■ Tasks and exercises:
1) In the excerpt on Gen Z travel, rewrite the paragraph beginning "Travel for Gen Z is fundamentally about connection" as a shorter paragraph that keeps its main facts.
2) From the excerpt on Gen Z travel, set down word for word everything from "What they look" down to "followed by family.".
3) Resume the excerpt on Gen Z travel after its last sentence, and keep its subject and tone.

■ Excerpt provided:

____

This conviction shapes how they spend time once they arrive. 80% say small moments on a trip matter more to them than famous attractions. They are more likely to be found in a local market or a neighbourhood grocery store than at the nearest landmark.
The Stay is the Destination
The most significant shift the report identifies is in the role of accommodation itself. 63% of Gen Z travellers have chosen a destination specifically because of a stay they discovered – not because of the destination itself. 82% say accommodation is very or extremely important when planning a trip, and 78% spend at least half their total trip time at their stay. More than half say where they stay either shapes the whole experience or is often the highlight of the trip entirely.
What they look for is not a hotel checklist but a home wishlist – a terrace for slow mornings, enough space for everyone to have their own corner, a living room to return to at the end of the day. Airbnb data reflects this: The most memorable moments from their recent trips were not the places they visited: they were a conversation that lasted hours, a slow morning that became the highlight, a meal cooked together at the stay.
Travel as a Social Experience
Travel for Gen Z is fundamentally about connection. The destination matters, but the company matters more. 3 in 4 agree that who they travel with matters more than where they go – and when planning a trip, companion comes first, destination second, and experience third. Friends are the most common travel companions, followed by family.
More than half prefer one shared home over separate hotel rooms when travelling in groups, because the shared kitchen, the common living room, the terrace everyone returns to – these are where the actual trip happens. It shows up in how they book too – group trips by Indian Gen Z on Airbnb have grown by almost 55% domestically year-on-year, the fastest growing trip type by far. Among those who travel in groups, uninterrupted time together without the distractions of daily life is the top priority, followed closely by making memories they will still be talking about years later.

____

■ Records supplied:
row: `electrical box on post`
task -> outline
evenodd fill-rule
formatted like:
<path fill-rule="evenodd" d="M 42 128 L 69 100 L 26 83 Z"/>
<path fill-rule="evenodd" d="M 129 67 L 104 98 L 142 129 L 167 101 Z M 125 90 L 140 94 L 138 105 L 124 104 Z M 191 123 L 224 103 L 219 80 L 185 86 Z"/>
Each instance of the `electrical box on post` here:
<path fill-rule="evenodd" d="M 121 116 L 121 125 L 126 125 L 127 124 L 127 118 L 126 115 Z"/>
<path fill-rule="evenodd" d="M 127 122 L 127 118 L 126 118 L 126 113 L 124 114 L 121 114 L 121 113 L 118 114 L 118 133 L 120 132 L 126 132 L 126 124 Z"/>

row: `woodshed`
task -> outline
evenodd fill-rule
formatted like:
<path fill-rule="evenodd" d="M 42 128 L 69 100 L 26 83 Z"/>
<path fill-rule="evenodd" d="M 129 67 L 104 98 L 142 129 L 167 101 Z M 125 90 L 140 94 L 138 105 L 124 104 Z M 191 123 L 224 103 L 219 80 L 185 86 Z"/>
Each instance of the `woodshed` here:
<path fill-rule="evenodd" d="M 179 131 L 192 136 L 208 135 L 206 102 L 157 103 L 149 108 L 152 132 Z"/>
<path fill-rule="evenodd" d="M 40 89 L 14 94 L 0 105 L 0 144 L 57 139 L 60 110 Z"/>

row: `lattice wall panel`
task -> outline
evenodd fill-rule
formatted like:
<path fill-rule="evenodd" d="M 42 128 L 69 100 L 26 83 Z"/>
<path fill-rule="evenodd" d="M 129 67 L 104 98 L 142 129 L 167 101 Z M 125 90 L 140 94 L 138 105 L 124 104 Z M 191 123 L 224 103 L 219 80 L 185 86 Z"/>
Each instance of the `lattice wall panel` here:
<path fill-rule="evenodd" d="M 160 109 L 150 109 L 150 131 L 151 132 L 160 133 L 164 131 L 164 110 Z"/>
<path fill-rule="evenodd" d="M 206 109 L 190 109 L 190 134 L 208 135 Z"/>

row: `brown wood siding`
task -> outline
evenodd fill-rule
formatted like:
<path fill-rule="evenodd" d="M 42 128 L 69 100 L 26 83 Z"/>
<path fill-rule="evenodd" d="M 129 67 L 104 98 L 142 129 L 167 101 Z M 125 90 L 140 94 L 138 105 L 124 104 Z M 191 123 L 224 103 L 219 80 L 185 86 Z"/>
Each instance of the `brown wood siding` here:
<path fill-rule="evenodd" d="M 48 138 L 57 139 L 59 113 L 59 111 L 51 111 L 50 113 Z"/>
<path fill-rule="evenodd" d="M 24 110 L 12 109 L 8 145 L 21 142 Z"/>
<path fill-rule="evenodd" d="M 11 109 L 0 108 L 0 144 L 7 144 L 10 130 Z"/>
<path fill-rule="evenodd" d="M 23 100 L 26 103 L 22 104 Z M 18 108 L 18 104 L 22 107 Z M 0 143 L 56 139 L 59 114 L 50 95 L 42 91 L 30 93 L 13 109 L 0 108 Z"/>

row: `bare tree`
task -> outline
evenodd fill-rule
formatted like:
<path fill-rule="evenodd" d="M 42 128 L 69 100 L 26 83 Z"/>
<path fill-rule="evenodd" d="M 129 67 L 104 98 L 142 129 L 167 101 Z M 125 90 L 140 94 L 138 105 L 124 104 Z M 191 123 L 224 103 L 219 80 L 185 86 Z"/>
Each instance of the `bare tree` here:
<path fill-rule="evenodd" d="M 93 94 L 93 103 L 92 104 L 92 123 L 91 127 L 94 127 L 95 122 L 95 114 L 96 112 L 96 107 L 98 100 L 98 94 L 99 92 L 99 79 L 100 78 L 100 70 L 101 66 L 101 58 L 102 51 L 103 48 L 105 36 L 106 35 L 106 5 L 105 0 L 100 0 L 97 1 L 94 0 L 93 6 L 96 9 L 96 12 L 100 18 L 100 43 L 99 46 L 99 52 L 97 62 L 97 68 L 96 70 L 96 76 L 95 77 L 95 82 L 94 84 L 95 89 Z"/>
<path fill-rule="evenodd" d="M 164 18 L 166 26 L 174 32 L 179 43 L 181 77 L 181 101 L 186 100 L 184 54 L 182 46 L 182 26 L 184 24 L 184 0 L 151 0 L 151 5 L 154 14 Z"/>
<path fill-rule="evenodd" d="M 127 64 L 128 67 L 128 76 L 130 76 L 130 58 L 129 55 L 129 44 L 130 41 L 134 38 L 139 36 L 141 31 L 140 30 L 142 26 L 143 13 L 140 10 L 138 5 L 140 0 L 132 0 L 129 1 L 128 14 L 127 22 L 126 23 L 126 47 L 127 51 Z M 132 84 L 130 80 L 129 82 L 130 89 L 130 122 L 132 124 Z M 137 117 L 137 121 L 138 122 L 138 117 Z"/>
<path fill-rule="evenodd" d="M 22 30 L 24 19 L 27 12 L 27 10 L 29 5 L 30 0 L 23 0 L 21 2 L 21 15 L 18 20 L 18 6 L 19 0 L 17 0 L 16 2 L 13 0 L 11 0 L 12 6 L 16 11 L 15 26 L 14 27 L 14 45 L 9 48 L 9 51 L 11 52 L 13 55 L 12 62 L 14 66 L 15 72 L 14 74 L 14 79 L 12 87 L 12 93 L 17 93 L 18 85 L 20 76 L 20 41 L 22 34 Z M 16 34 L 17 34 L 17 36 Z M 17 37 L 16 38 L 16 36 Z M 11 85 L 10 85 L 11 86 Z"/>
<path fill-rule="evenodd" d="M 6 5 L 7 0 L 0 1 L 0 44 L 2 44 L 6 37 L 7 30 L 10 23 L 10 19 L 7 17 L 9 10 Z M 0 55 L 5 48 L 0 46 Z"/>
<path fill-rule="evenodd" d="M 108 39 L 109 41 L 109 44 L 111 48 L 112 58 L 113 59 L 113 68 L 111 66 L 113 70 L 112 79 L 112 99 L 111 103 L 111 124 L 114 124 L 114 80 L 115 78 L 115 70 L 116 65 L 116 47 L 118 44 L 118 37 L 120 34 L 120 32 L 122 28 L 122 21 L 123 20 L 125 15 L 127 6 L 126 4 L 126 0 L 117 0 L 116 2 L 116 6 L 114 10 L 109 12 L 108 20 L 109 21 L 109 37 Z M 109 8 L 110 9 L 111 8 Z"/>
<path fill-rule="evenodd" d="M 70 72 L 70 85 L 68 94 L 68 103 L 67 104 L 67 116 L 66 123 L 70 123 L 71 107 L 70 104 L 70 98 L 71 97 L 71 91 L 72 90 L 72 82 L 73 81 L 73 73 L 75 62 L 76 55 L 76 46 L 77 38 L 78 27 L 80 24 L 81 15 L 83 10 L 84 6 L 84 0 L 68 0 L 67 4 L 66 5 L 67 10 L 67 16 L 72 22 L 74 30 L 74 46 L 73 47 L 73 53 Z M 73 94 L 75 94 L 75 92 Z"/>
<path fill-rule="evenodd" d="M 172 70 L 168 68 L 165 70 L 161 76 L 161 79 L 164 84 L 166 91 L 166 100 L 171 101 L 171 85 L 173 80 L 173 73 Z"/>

____

■ Task-by-task answers:
1) For Gen Z, travel is mainly about connection, and companions matter more than destination. Three in four agree that who they travel with outweighs where they go. When planning, they choose the companion first, then the destination, then the experience. Friends are their most common travel companions, followed by family.

2)
What they look for is not a hotel checklist but a home wishlist – a terrace for slow mornings, enough space for everyone to have their own corner, a living room to return to at the end of the day. Airbnb data reflects this: The most memorable moments from their recent trips were not the places they visited: they were a conversation that lasted hours, a slow morning that became the highlight, a meal cooked together at the stay.
Travel as a Social Experience
Travel for Gen Z is fundamentally about connection. The destination matters, but the company matters more. 3 in 4 agree that who they travel with matters more than where they go – and when planning a trip, companion comes first, destination second, and experience third. Friends are the most common travel companions, followed by family.

3)
The Anti-Itinerary Generation
For Gen Z travellers, the absence of a rigid plan is often the plan itself. Travel is shifting away from packed schedules toward slower, more open-ended experiences with space for spontaneity and rest.
95% say it’s important their trips feel personal, and 64% deliberately leave parts of their itinerary unplanned to explore. 2 in 3 Gen Z also travel just to do nothing – to rest, slow down or stay in. When it comes to what they actually want to do, the preference is clear – nature and slow travel tops the list, followed by food and culinary exploration, then adventure. 90% actively seek out places that haven’t gone viral or been widely recommended online. The algorithm is not their travel guide. When asked what a good trip actually gives them, the answers are simple: memories they’ll carry for a long time, and a feeling of complete freedom.
¹ Never the Same: The New Rules of Gen Z Travel in India was conducted by YouGov on behalf of Airbnb among 2,012 respondents aged 18–29 across 11 Indian cities including Delhi NCR, Mumbai, Bangalore, Hyderabad, Chennai, Pune, Ahmedabad, Kochi, Jaipur, Chandigarh and Goa. Fieldwork was conducted in April 2026.
² Based on Airbnb internal data of searches made by Indian guests in 2025 for check-ins between 1 May – 31 June 2026(summer period), compared to the same period last year.
3 Based on Airbnb internal data of bookings by Indian guests in 2025 for check-ins between 1 May – 31 June 2026(summer period), compared to the same period last year. Group is defined as bookings with more than 2 guests.